═════ Dataset

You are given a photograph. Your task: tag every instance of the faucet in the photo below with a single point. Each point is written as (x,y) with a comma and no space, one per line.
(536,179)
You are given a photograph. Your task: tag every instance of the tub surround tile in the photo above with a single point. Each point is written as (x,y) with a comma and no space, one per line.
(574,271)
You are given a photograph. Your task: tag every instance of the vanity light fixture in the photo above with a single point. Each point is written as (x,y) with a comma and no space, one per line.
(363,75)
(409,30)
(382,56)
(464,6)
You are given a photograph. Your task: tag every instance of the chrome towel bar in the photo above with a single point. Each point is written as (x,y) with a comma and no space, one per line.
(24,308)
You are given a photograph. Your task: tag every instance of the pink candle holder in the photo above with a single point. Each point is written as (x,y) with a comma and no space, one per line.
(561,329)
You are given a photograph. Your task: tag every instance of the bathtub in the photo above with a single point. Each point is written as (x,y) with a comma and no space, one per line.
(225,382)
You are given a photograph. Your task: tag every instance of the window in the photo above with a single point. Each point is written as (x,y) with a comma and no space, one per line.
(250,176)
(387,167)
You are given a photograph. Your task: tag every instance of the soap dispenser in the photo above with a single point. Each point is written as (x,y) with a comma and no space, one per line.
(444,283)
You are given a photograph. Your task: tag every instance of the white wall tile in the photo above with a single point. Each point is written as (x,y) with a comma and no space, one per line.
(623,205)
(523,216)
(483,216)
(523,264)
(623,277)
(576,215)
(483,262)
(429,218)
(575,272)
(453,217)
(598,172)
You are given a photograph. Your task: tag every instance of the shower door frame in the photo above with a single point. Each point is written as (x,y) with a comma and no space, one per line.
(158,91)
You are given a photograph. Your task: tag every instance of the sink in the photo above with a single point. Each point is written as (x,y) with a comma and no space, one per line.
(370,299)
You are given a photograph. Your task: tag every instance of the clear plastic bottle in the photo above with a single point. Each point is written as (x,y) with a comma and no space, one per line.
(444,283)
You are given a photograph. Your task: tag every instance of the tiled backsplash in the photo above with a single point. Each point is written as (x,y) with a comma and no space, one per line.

══════════

§ **Your task**: Copy the entries above exactly. Miss none of them.

§ **Output of the task**:
You are given a photograph. Your task: tag every instance of the faucet in the photo below with a single point. Each point is written as (x,y) with a comma and no space, one per line.
(536,179)
You are given a photograph. Your task: tag every instance of the tub surround tile in the photo above with a single point. Each point is written as (x,y) with a comma and no space, one per line.
(574,271)
You are given a photograph. Your task: tag every instance of the vanity light fixture in the photo above with a single point. Each point is written as (x,y) with a comma and no space, one per line.
(363,75)
(409,30)
(382,56)
(464,6)
You are given a photograph. Your task: tag every instance of the chrome towel bar in the photo above with a single point. Each point is written as (x,y) with a comma and no space, one per line.
(24,308)
You are given a photograph. Your task: tag every instance of the pink candle holder in the photo above with a single point. Each point is written as (x,y) with a comma and no space, one per line.
(561,329)
You are given a photograph. Your task: tag every instance of the bathtub in the photo above with a single point. Each point is written as (x,y) with a comma and no space, one per line.
(225,382)
You are given a photograph. Your task: tag every instance of the window in the photo above with a single point. Each point is written as (x,y) with a comma and no space, one per line.
(250,176)
(387,167)
You are given a photograph. Your task: tag every instance of the soap dispenser in the photo above with a single point. Each point is written as (x,y) with a comma and no space, one per line.
(444,283)
You are given a photograph. Your task: tag every instance of the white wall tile in the photo above with a single point. Each point is written as (x,y) with a comma and no space, one per line.
(623,205)
(523,216)
(483,216)
(523,264)
(623,277)
(576,215)
(483,262)
(429,218)
(575,272)
(453,217)
(598,172)
You are given a photograph. Your task: tag every instance of the shower door frame in the photo above with a single point. Each point is written as (x,y) with a comma and no space, one per line.
(158,91)
You are given a photograph. Your task: tag every instance of the sink in the photo above with a single point. Each point is written as (x,y) with a comma and no space, one per line.
(370,299)
You are given a photograph. Your task: tag every instance of the clear plastic bottle in the photo above with a single point. Each point is written as (x,y) with a comma and no space, one per line.
(444,283)
You are given a photograph. Your task: tag every instance of the tiled backsplash in the photo above with a single point. Each point is written as (x,y) with a comma and no space, one per line.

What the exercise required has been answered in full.